PASSAGE TO READ:
........

The reason is that the complex architecture makes it impossible to track all services and answer simple questions
- Who is the code owner
- What is the appsec posture
- Are the services healthy, production ready etc (a scorecard functionality)
- API data (API catalogs are a secondary use case for service catalogs)
- Dependencies and related services/resources etc
- Packages and more (a package catalog)
In short, we need a centralized metadata store with all the relevant data about the services. This would make it easy to avoid duplication, be easy to search resources and be able to deal with incidents etc.
Alternatives to open source service catalogs
What do people do instead of using a service catalog?
- They use a spreadsheet to track services (we explained why this doesn’t work well above)
- They use a CMDB (configuration management database) - which actually works more like a manual service catalog and was really defined for a previous era in software development
- They use a servicenow catalog
- They use a service catalog in that’s part of the offering of their cloud service provider
- They use some catalog in their developer tooling
- They use an API catalog
Yet, these approaches don’t work well
- They are usually opinionated and not flexible, making adjustments to how your engineering DNA works almost impossible
- They are not context aware since they don’t contain all the ownership and metadata for all the software in the SDLC (services, websites, libraries, data pipelines, etc).
- They don’t support scorecards - although adding scorecards to services in the catalog can actually greatly boost tracking initiatives, production readiness and general compliance with engineering standards
- They don’t support adding documentation about the services
- They are not real time and they don’t update automatically
- They aren’t aware of dependencies or context
This is why the service catalog was born.
Today the service catalogs form the core of internal developer portals. They are used by developers, devops, SREs and more to understand the entire environment from code to production.
Despite the fact that service catalogs are just the first step in letting developers shift left, they are often the first tool required by platform engineers and anyone thinking of platform engineering. The reason is simple: before the pain of letting developers self-serve is solved, with reusable self-service actions, developers and devops first need to master the mess that is cloud native, this can only be done with a software catalog.
One of the basic things to understand is that a service catalog should be much more than a list of services.
- It should show additional information about the service - appsec, packages, languages, incident management, feature flags and more
- It should show additional information about the ecosystem of the services, such as cloud resource data etc
Commerical internal developer portals such as Port can and do support these functionalities.
What is an open source service catalog?
For all the reasons above, engineers at Spotify discovered they needed a service catalog, and in a broader sense, an internal developer portal.
The idea was simple:
Let developers self-serve and at the same time ensure golden paths and guardrails. At the center was a service catalog. In 2020 backstage was accepted into the cncf, and today it is one of the most popular projects there.
Backstage states that its service catalog (which it calls “software catalog”) serves two benefits:
- Discoverability since the catalogs “sees” everything in the SDLC; and
- Helping teams manage all their services as a result of being able to see everything in one place: APIs, services, resources, packages and more
To build the service catalog, Backstage uses a data model and ingests data from integrations, serving as a central metadata store about everything in the SDLC.
Another open source service catalog is meshery, but the dominant one is backstage, which is a fully fledged internal developer portal.
As with all things open source, backstage is really a platform to build internal developer portals. It requires quite a lot of work and isn’t simple to implement, requiring extensive coding. However, the ideas surrounding it helped create the huge interest in platform engineering and internal developer portals, all beginning with a service catalog.

........

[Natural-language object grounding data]
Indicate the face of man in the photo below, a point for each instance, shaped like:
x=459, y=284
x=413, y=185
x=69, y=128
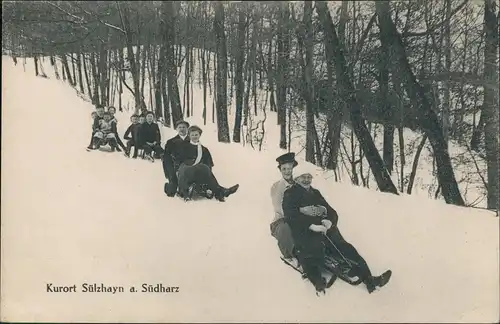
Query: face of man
x=305, y=180
x=194, y=136
x=286, y=170
x=182, y=129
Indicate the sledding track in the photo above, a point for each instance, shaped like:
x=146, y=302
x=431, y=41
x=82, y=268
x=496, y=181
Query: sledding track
x=71, y=216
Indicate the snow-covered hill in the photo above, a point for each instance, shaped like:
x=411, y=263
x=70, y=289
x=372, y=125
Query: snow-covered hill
x=71, y=216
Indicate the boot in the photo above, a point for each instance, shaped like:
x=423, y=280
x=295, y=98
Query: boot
x=383, y=279
x=189, y=194
x=379, y=281
x=96, y=143
x=226, y=192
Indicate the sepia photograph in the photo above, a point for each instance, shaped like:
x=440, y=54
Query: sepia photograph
x=250, y=162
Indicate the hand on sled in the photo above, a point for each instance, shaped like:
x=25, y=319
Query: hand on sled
x=327, y=223
x=318, y=228
x=315, y=211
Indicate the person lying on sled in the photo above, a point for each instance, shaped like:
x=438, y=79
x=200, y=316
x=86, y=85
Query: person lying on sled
x=195, y=167
x=171, y=151
x=312, y=234
x=106, y=133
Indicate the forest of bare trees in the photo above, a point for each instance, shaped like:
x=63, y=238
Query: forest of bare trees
x=341, y=67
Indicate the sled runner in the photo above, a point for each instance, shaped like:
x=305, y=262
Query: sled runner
x=198, y=192
x=337, y=265
x=328, y=275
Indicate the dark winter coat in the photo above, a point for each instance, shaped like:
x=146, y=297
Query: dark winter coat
x=108, y=127
x=149, y=133
x=308, y=242
x=96, y=123
x=171, y=155
x=188, y=153
x=131, y=132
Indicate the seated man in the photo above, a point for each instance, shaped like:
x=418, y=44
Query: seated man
x=312, y=234
x=170, y=163
x=106, y=133
x=149, y=137
x=112, y=112
x=130, y=135
x=280, y=230
x=196, y=167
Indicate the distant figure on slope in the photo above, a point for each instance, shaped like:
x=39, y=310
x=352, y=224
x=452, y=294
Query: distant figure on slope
x=97, y=116
x=196, y=168
x=316, y=236
x=131, y=136
x=150, y=137
x=106, y=133
x=112, y=112
x=170, y=157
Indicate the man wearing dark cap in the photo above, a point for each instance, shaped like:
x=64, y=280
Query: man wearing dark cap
x=279, y=228
x=170, y=157
x=196, y=168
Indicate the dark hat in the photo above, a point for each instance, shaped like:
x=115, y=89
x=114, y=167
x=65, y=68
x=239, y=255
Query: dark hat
x=287, y=158
x=194, y=128
x=177, y=123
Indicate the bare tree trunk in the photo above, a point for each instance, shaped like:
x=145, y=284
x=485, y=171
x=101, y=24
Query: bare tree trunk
x=80, y=75
x=402, y=158
x=490, y=106
x=282, y=72
x=73, y=68
x=447, y=66
x=88, y=80
x=388, y=150
x=64, y=59
x=415, y=165
x=35, y=59
x=95, y=83
x=204, y=76
x=238, y=80
x=134, y=69
x=120, y=75
x=103, y=73
x=427, y=117
x=305, y=41
x=347, y=92
x=222, y=124
x=171, y=69
x=336, y=113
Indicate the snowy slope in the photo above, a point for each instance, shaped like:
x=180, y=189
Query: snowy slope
x=71, y=216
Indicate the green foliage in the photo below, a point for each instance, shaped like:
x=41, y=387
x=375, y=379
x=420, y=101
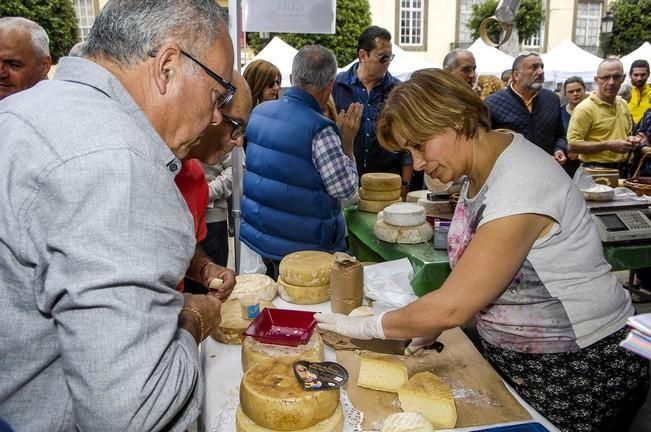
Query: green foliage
x=632, y=25
x=527, y=19
x=57, y=17
x=353, y=16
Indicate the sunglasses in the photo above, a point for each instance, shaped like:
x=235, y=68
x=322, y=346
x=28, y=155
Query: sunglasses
x=238, y=128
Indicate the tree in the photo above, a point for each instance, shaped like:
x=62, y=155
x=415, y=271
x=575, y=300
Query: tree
x=353, y=16
x=57, y=17
x=632, y=25
x=527, y=19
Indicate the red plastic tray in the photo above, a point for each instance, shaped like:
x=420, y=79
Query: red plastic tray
x=282, y=327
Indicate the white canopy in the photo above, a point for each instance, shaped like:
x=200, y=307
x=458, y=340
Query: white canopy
x=643, y=52
x=568, y=59
x=490, y=61
x=281, y=55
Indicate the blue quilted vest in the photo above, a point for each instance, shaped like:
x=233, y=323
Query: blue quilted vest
x=285, y=207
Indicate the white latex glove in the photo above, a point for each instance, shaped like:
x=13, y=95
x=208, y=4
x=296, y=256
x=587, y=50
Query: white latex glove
x=368, y=327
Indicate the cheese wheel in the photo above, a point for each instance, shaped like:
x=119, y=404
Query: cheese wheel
x=414, y=196
x=334, y=423
x=303, y=294
x=254, y=351
x=306, y=268
x=262, y=286
x=407, y=422
x=404, y=214
x=389, y=195
x=381, y=373
x=406, y=235
x=229, y=330
x=431, y=396
x=374, y=206
x=381, y=181
x=271, y=396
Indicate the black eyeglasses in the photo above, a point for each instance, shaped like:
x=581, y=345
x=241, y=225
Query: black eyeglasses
x=238, y=128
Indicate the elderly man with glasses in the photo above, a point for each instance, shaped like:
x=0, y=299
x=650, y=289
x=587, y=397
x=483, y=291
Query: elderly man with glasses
x=600, y=127
x=95, y=234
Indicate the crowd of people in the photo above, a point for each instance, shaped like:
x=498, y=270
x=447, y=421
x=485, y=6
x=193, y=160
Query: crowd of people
x=114, y=233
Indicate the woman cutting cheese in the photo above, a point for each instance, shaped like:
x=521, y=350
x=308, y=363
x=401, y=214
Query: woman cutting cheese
x=526, y=261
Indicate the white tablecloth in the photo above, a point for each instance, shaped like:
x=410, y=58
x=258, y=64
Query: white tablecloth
x=223, y=372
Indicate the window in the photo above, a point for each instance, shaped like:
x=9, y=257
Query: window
x=588, y=24
x=85, y=11
x=412, y=20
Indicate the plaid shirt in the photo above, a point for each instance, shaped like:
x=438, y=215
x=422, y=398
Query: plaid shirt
x=338, y=171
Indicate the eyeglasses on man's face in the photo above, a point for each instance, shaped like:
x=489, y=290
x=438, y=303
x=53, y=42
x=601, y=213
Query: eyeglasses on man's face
x=238, y=128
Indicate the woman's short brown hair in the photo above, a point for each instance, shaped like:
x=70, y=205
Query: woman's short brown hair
x=431, y=101
x=259, y=74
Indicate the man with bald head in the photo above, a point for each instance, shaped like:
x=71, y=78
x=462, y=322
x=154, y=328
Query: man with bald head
x=95, y=235
x=24, y=55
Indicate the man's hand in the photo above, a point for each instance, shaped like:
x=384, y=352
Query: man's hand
x=368, y=327
x=213, y=271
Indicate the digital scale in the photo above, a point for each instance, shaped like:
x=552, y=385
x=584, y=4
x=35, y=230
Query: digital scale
x=622, y=221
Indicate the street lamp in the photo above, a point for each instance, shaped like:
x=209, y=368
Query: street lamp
x=607, y=23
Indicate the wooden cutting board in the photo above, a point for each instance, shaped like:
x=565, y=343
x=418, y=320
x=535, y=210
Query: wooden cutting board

........

WORK TO COMPLETE:
#1 According to the passage on service catalogs, in what year was Backstage accepted into the CNCF?
#2 List every alternative to a service catalog that the passage on service catalogs says people use instead.
#3 Do these statements agree with the passage on service catalogs? Answer yes or no for each, and quote the words that decide it.
(a) Backstage calls its service catalog a "software catalog."
(b) Backstage is simple to implement and needs little coding.
(c) Meshery is the dominant open source service catalog.

ANSWERS TO THIS EXERCISE:
#1 2020

#2
- A spreadsheet to track services
- A CMDB (configuration management database)
- A ServiceNow catalog
- A service catalog that is part of their cloud service provider's offering
- Some catalog in their developer tooling
- An API catalog

#3
(a) Yes: "which it calls “software catalog”"
(b) No: "It requires quite a lot of work and isn’t simple to implement, requiring extensive coding."
(c) No: "Another open source service catalog is meshery, but the dominant one is backstage"